**SHORT PROBLEM**
Can you reproduce the data below word for word, omitting the pictures?

----

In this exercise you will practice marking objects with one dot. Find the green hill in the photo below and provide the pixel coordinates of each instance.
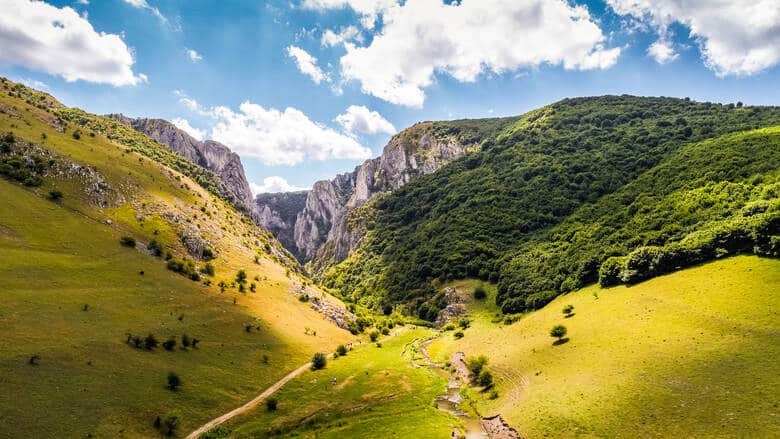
(611, 174)
(99, 245)
(689, 354)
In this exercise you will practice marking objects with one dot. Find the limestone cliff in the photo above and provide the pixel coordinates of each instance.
(211, 155)
(328, 226)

----

**OUTPUT BELOW**
In this exercise you will practice marking objects with one dot. Find the green hill in the photo below and provide the pixel coordinates of each instance.
(611, 174)
(99, 245)
(689, 354)
In this exercise you will practice marking objects with one dot. Find the limestone cliff in the photo above and provide the pixel coordinates of each instance.
(211, 155)
(328, 226)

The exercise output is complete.